* **The exercise**
Rewrite the stretch of material from the line containing "point: the yellow" through the line containing "point: the red stripe", replacing "landing gear" with "undercarriage" and keeping everything else unchanged. Give only those lines.

[Dataset records on the locations of objects]
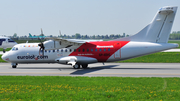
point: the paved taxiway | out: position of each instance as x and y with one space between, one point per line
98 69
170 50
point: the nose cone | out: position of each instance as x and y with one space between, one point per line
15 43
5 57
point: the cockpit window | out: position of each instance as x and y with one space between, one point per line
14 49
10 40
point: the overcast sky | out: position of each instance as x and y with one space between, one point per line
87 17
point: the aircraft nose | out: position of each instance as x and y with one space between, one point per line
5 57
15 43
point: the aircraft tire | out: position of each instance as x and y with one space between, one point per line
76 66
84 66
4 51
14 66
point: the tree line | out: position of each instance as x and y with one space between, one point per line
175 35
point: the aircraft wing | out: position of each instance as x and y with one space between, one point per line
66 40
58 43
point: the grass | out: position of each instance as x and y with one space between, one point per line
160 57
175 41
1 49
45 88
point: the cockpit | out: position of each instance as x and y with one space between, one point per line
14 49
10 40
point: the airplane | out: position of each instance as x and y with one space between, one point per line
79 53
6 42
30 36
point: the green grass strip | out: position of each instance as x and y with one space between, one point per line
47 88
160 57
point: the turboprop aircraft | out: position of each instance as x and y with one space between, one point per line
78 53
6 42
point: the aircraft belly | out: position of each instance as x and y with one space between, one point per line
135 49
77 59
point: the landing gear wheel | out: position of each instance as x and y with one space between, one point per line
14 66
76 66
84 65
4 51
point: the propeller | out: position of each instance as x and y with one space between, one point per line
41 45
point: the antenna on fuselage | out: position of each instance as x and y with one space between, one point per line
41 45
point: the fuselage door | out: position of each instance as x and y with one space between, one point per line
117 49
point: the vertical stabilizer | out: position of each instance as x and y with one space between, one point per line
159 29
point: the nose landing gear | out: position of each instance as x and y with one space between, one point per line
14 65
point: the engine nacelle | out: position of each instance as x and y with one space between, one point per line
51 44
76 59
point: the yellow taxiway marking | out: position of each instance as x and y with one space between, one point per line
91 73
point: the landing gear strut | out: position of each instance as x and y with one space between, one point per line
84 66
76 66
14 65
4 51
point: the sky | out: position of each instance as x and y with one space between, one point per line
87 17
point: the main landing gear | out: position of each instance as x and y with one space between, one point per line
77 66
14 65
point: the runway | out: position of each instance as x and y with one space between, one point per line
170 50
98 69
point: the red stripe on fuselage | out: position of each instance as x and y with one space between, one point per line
==
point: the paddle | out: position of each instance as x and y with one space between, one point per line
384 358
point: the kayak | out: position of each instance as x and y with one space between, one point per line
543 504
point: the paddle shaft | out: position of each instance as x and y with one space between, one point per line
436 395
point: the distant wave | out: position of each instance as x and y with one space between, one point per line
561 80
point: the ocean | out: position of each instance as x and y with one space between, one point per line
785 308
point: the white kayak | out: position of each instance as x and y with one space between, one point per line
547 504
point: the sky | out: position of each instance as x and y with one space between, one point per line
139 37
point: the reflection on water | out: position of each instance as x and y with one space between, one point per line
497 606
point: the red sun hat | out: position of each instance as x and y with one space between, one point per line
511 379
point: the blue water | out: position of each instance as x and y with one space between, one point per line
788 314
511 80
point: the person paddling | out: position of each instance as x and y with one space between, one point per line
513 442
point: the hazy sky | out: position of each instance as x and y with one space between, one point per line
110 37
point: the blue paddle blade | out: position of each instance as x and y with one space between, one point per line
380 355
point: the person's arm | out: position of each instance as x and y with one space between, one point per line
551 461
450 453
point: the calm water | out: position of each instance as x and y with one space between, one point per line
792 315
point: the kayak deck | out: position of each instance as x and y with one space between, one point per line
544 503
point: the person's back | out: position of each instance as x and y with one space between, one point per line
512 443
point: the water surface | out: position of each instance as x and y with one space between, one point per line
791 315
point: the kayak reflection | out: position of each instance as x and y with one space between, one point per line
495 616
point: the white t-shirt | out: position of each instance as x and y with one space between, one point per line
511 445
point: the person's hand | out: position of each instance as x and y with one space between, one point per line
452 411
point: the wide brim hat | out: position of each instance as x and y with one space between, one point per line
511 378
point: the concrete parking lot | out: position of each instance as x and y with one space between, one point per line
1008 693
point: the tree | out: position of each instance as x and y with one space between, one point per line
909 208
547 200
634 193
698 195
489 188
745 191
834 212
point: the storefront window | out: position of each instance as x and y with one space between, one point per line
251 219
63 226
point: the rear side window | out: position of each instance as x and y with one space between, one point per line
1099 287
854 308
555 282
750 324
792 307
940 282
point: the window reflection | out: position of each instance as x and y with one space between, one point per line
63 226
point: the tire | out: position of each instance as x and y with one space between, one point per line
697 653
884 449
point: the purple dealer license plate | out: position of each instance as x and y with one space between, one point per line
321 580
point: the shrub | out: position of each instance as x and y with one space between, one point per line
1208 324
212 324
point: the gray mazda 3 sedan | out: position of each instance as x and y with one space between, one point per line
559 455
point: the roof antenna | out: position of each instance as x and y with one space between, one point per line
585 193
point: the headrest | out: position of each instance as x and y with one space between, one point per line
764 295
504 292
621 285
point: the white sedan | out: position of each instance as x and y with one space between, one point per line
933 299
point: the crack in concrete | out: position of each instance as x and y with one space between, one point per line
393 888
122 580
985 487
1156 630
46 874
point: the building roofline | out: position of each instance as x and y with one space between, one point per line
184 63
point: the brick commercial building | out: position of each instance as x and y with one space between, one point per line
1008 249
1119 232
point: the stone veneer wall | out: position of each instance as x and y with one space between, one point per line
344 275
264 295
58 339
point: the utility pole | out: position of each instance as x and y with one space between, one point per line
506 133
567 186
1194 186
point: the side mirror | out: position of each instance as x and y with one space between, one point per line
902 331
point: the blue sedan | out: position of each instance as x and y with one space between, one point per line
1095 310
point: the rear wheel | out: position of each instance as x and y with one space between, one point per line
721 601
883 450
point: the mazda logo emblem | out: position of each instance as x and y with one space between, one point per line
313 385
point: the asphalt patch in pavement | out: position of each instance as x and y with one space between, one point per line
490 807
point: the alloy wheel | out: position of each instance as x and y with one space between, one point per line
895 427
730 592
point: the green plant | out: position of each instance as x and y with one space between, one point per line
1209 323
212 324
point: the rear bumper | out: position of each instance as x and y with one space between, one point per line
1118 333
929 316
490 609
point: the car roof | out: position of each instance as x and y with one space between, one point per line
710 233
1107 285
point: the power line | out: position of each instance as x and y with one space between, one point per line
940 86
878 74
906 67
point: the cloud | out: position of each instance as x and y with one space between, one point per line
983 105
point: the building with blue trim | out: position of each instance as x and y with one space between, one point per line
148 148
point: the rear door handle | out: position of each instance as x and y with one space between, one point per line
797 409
---
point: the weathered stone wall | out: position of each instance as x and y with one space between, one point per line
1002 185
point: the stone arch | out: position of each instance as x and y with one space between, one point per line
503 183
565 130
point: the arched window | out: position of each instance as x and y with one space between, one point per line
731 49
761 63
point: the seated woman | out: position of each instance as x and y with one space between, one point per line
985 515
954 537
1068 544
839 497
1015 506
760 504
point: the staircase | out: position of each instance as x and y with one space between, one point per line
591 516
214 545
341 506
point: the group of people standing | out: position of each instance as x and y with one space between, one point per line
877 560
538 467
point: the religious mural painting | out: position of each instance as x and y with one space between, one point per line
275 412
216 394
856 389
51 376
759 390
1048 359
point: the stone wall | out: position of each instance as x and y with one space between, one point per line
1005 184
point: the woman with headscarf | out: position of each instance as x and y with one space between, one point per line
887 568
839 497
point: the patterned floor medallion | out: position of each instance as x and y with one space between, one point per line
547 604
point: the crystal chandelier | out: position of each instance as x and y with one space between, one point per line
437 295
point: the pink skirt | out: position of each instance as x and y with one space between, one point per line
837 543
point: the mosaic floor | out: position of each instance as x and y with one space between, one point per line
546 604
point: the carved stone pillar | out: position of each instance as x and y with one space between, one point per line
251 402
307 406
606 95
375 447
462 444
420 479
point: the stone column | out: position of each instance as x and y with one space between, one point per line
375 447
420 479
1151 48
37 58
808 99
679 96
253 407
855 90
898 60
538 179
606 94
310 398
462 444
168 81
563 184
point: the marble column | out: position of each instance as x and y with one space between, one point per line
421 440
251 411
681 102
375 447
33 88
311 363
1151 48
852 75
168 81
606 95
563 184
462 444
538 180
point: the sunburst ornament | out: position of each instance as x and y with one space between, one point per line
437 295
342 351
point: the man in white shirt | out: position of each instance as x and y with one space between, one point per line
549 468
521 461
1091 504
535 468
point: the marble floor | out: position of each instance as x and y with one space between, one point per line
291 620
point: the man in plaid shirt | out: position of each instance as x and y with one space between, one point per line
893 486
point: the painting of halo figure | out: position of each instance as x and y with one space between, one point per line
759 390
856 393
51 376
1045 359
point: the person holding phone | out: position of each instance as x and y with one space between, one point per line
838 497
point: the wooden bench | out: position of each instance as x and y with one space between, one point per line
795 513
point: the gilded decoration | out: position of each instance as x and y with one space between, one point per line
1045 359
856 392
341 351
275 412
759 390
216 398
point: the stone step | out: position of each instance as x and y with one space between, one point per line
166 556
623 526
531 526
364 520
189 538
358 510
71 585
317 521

* **In response**
point: the yellow taxiway marking | out: position of each instance as x and y with one space between, one point per line
91 73
point: the undercarriage strut | out: position of each instance as x and y with one space between, one point per line
84 66
76 66
14 65
4 51
point: the sky | out: position of each instance as x and y with one space between, one point per line
87 17
point: the main undercarriage | out: position of each instance as x and y with one space between, one point per line
77 66
14 65
point: the runway | out: position of each instance as x and y with one space between, one point per line
170 50
98 69
point: the red stripe on fuselage | out: position of each instance as x and y with one space between, one point per line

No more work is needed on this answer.